**Excerto**

Tráfico de droga: Do México para o Mundo passando por Cabo Verde

PorAndré Amaral,3 mar 2015 0:00

‘Mares de Cocaína’ traça as rotas do narcotráfico global feito por via marítima. Ana Lilia Pérez, jornalista mexicana de investigação, escreveu este livro e mostra que Cabo Verde é, hoje, a par de outros arquipélagos atlânticos, um ponto de passagem privilegiado para grande parte da cocaína traficada pelos cartéis mexicanos.

 

“Hoje, é comum que os criminosos operem com rosto de armador, agente de navegação, marinheiro, empresário importador ou agente aduaneiro... Não existe no mundo um porto que seja intransponível para as máfias do tráfico de droga.”

‘Mares de Cocaína’ começou a ser escrito em 2004, quando Ana Lilia Pérez investigava o caso que deu origem a ‘Camisas azules, manos negras: el saqueo de Pemex desde Los Pinos’ e visitou uma plataforma petrolífera no mar ao largo do México. ‘Mares de Cocaína’, no entanto, só viu a luz do dia passados 10 anos e neste livro Ana Lilia Pérez revela que a corrupção é o factor que permite a expansão do tráfico de drogas a nível global.

Ao longo de todo o livro, a jornalista retrata como o tráfico de droga se processa. Conta os detalhes de algumas operações de tráfico, mas também  de como as forças de segurança, a nível mundial, procuram dar luta a este flagelo.

**O que se pede**
Diga se cada uma das afirmações seguintes está de acordo com o excerto, respondendo sim ou não e citando as palavras do texto que o decidem: 1. O livro começou a ser escrito em 2004. 2. Ana Lilia Pérez é uma jornalista brasileira. 3. O livro foi publicado no mesmo ano em que começou a ser escrito.

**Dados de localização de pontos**
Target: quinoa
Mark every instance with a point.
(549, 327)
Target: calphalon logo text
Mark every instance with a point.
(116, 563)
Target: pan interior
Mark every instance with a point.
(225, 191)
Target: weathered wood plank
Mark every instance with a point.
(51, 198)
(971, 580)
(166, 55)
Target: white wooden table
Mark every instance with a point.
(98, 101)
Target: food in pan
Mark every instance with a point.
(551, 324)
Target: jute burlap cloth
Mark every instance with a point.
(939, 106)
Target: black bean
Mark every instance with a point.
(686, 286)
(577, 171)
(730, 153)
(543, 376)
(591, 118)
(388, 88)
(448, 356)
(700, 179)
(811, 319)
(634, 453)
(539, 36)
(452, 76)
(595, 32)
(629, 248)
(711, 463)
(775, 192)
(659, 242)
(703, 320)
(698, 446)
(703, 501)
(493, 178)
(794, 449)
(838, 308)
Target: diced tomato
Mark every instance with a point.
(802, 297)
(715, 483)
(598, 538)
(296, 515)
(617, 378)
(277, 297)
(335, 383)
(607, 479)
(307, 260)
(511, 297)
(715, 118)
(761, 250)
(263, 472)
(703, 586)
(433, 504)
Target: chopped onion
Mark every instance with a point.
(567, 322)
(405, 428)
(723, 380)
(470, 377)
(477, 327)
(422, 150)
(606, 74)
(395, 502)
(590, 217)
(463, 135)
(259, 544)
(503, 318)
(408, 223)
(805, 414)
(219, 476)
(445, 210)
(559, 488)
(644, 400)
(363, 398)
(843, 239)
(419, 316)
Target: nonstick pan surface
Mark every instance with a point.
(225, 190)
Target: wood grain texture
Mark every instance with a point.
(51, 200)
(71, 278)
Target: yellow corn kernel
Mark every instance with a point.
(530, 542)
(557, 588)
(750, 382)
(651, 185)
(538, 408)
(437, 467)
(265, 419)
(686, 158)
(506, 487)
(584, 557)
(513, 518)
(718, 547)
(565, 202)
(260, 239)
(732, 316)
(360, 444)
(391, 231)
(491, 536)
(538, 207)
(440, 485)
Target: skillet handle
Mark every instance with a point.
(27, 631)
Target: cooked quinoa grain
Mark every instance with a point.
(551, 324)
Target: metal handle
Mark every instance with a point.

**Resolução da tarefa**
1. Sim: «‘Mares de Cocaína’ começou a ser escrito em 2004».
2. Não: «jornalista mexicana de investigação».
3. Não: «só viu a luz do dia passados 10 anos».